→ **Task material**
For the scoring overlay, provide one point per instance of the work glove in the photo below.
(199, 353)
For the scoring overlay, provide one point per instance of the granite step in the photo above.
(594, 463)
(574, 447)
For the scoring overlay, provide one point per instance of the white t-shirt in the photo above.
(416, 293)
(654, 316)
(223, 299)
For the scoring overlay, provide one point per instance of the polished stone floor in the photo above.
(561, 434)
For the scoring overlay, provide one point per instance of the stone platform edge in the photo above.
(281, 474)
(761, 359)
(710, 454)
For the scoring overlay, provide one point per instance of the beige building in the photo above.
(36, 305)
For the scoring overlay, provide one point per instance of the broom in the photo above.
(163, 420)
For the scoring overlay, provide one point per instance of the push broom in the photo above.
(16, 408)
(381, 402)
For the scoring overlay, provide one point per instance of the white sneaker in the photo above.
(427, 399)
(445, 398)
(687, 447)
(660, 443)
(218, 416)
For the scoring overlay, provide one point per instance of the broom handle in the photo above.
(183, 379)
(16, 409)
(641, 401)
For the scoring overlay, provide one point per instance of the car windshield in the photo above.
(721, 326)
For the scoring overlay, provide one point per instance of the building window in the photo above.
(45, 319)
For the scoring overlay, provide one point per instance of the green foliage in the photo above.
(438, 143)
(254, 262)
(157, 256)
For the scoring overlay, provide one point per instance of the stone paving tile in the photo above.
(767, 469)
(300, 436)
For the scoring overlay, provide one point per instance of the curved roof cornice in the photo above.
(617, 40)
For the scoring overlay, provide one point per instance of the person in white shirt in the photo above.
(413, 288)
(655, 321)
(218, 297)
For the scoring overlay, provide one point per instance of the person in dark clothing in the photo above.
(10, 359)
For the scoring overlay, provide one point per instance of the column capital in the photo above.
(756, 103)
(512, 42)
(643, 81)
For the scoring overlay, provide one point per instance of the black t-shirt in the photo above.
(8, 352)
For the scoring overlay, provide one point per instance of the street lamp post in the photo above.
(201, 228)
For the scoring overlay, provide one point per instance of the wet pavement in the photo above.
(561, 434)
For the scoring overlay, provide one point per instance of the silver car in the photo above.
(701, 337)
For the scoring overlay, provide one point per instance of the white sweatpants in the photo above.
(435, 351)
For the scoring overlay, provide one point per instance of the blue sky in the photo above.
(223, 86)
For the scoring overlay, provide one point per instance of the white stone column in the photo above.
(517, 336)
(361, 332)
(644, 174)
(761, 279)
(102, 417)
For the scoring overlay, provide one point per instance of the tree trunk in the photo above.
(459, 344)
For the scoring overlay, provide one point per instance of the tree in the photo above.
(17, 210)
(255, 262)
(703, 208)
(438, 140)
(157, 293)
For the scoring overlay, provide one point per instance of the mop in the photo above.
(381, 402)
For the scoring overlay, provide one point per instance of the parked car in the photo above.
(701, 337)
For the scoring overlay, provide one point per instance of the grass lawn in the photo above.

→ **What is asked**
Reproduce every row above verbatim, keeping the same order.

→ **Correct answer**
For the scoring overlay, provide one point per instance of the work glove in the photo below.
(199, 353)
For the scoring overlay, provide one point per instance of the granite step in the photo above.
(594, 463)
(574, 447)
For the scoring overlay, provide one point per instance of the white t-shirt in the photo above.
(416, 293)
(654, 316)
(223, 299)
For the scoring overlay, provide one point per instance of the polished stone floor in the photo above.
(561, 434)
For the scoring overlay, provide one point per instance of the stone platform edge in the photo above.
(281, 474)
(761, 359)
(710, 454)
For the scoring overlay, provide one point per instance of the beige building in the photo above.
(36, 305)
For the scoring overlay, provide one point per instance of the broom in the photo above.
(163, 420)
For the scoring overlay, provide one point per instance of the push broom in the photo above.
(16, 408)
(381, 402)
For the scoring overlay, provide one point per instance of the white sneaker in the photo above.
(427, 399)
(445, 398)
(687, 447)
(660, 443)
(218, 416)
For the scoring overlay, provide one point per instance of the broom handle in the photo above.
(183, 379)
(16, 409)
(641, 401)
For the scoring overlay, provide one point per instance of the car windshield in the photo above.
(721, 326)
For the scoring overlay, provide one point per instance of the building window in the photo above.
(45, 319)
For the scoring overlay, provide one point per instance of the green foliage in the photo above.
(438, 143)
(254, 262)
(157, 256)
For the scoring overlay, provide one point per instance of the stone paving tile in the photo above.
(767, 469)
(300, 436)
For the scoring overlay, provide one point per instance of the curved roof cornice in the photo above.
(617, 40)
For the scoring overlay, provide one point per instance of the person in white shirt in the photo above.
(413, 288)
(655, 321)
(218, 297)
For the scoring overlay, provide one point per instance of the person in dark clothing in the photo above.
(10, 359)
For the scoring overlay, provide one point per instance of the column capital in the photo above.
(756, 103)
(512, 42)
(643, 81)
For the scoring overlay, provide one point per instance of the black t-shirt in the photo above.
(8, 352)
For the scoring overlay, provide one point per instance of the street lamp post in the photo above.
(201, 228)
For the scoring overlay, provide one point per instance of the wet pavement in the photo above.
(561, 434)
For the scoring overlay, provide one point per instance of the silver car in the photo above.
(701, 337)
For the scoring overlay, provide one point per instance of the white sweatpants in the photo above.
(435, 351)
For the scoring overlay, provide one point per instance of the blue sky in the photo above.
(223, 86)
For the scoring overlay, provide one point per instance of the white stone column in the photo above.
(517, 336)
(361, 332)
(644, 174)
(761, 279)
(102, 417)
For the scoring overlay, provide one point per instance of the tree trunk in the photo above.
(459, 344)
For the scoring overlay, provide one point per instance of the tree in the photo above.
(17, 210)
(255, 262)
(703, 208)
(438, 140)
(157, 293)
For the scoring overlay, provide one point per instance of the mop in the photo above.
(381, 402)
For the scoring overlay, provide one point per instance of the parked car in the photo above.
(701, 337)
For the scoring overlay, provide one point per instance of the grass lawn in the photo above.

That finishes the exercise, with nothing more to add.